Text segment ->
++++++++

StreamSplat maintains a canonical Gaussian set $\tilde{\mathcal{G}}(t)$ and, for each input frame, executes a pipeline of encoding → bidirectional deformation prediction → adaptive fusion → rendering. Training follows a two-stage strategy: a static encoder is trained first, after which the encoder is frozen for dynamic decoder training.

Key Designs¶

Probabilistic Position Sampling

To address the sensitivity of 3DGS to position initialization and the tendency of feed-forward models to fall into local optima, the method predicts a truncated normal distribution over each 3D offset rather than directly regressing it:

$\boldsymbol{o} \sim \mathcal{N}_{[-1,1]}(\boldsymbol{\mu}_p, \boldsymbol{\Sigma}_p)$

The final 3D position is obtained via pixel-aligned prediction: $\boldsymbol{\mu}_i = (u_i + o_{i,0},\; v_i + o_{i,1},\; g(o_{i,2}))$, where $g(z) = 2/(1+z)$ is a depth mapping function. This strategy promotes spatial exploration during early training and stabilizes convergence to optimal positions in later stages. Ablation results show that probabilistic sampling improves PSNR by 6.36 dB over deterministic prediction.

++++++++

What is expected -> According to the StreamSplat text, why does the method predict a truncated normal distribution over each 3D offset instead of regressing the offset directly? Answer in one to three sentences.

Data entries ->
++++++++

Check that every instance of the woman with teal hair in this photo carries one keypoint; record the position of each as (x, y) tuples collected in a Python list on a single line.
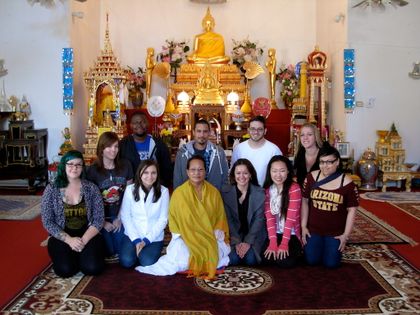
[(72, 212)]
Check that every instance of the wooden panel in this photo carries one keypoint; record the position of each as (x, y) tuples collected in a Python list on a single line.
[(278, 128)]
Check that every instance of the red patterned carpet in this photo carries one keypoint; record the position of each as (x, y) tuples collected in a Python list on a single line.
[(372, 280)]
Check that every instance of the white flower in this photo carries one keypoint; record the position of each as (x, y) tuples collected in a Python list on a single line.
[(248, 58), (176, 56), (178, 50), (240, 51)]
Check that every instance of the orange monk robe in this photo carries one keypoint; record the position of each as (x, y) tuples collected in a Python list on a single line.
[(196, 220)]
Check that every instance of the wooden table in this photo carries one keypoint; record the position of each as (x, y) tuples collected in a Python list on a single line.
[(397, 176)]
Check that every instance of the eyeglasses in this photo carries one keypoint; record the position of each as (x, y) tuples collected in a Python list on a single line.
[(196, 170), (256, 129), (71, 165), (327, 162)]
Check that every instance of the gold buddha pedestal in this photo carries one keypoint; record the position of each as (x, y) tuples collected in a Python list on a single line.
[(208, 88), (209, 47)]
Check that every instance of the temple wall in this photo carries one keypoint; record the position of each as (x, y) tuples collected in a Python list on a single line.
[(385, 41), (31, 40), (386, 44)]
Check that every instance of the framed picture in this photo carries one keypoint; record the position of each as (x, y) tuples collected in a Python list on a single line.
[(113, 115), (344, 149)]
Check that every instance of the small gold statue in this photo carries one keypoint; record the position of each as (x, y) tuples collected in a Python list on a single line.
[(208, 46), (271, 67), (107, 121), (66, 146), (208, 88), (150, 64)]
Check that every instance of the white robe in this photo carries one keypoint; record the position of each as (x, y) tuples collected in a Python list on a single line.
[(177, 256)]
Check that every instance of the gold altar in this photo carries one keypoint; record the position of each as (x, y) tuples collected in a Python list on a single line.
[(206, 82), (103, 81)]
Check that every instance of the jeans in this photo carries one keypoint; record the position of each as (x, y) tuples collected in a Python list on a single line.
[(148, 255), (248, 260), (112, 239), (322, 250)]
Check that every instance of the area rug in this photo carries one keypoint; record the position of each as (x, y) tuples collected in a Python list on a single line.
[(373, 279), (19, 207), (368, 229), (411, 208), (392, 196)]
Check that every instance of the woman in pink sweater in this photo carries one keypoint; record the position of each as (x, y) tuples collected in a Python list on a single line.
[(282, 210)]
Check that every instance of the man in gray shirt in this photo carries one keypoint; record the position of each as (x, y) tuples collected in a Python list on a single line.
[(214, 156)]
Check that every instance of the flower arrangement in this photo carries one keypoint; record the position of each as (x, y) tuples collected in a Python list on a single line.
[(136, 79), (289, 82), (245, 50), (174, 52)]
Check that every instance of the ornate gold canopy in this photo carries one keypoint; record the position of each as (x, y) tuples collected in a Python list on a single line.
[(103, 81)]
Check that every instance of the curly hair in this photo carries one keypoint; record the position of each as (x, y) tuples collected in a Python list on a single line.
[(61, 181), (106, 140)]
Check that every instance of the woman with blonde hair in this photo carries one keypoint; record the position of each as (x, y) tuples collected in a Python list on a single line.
[(307, 156), (111, 174)]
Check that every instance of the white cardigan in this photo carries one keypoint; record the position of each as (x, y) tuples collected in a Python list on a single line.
[(144, 219)]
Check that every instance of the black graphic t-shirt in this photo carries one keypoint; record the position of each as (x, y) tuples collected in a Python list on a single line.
[(76, 218)]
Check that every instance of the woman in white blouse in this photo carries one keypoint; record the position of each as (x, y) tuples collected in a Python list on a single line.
[(144, 214)]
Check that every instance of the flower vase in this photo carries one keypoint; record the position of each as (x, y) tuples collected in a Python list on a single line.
[(287, 103), (167, 140), (368, 170), (136, 97)]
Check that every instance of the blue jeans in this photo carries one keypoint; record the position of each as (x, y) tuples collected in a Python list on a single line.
[(248, 260), (148, 255), (322, 250), (112, 239)]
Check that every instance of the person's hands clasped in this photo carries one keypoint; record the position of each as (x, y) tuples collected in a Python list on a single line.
[(343, 241), (270, 253), (139, 247), (108, 226), (242, 249), (282, 254), (117, 225), (305, 234), (75, 243)]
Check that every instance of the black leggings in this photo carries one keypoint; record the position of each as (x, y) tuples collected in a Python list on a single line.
[(67, 262)]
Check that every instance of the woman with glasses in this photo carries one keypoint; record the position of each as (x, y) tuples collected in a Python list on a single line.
[(282, 210), (307, 155), (111, 174), (144, 214), (244, 206), (73, 214), (199, 228), (329, 204)]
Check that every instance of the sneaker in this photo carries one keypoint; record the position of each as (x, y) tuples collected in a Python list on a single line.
[(112, 259)]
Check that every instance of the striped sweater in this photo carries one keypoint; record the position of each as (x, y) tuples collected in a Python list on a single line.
[(292, 219)]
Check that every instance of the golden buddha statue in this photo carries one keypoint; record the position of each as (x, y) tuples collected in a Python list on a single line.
[(208, 88), (105, 102), (271, 67), (208, 46), (150, 64)]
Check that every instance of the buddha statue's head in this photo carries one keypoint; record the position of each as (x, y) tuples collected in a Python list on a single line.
[(208, 22)]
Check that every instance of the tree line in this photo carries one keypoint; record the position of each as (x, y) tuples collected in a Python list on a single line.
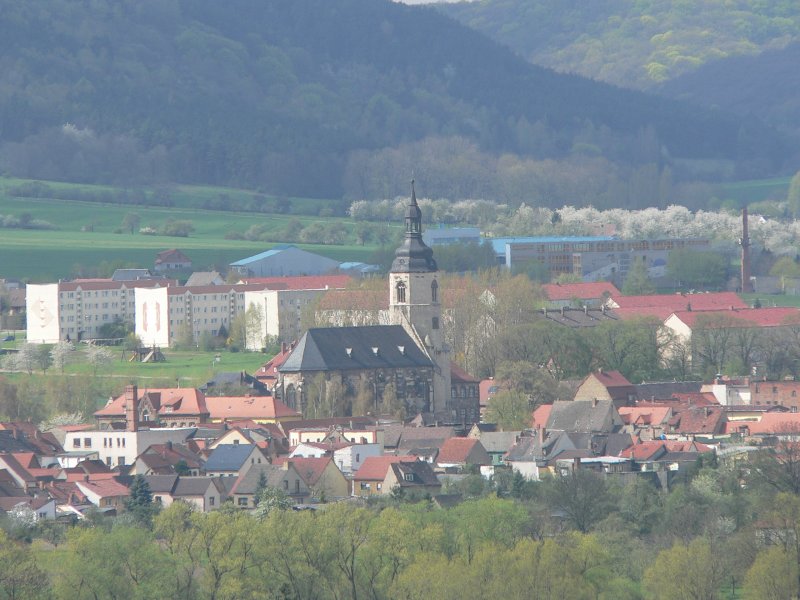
[(721, 531)]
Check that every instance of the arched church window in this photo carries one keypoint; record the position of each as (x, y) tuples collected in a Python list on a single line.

++++++++

Answer -> The method does this because 3DGS is sensitive to position initialization and feed-forward models tend to fall into local optima. Sampling offsets from a predicted distribution promotes spatial exploration early in training and stabilizes convergence to optimal positions in later stages.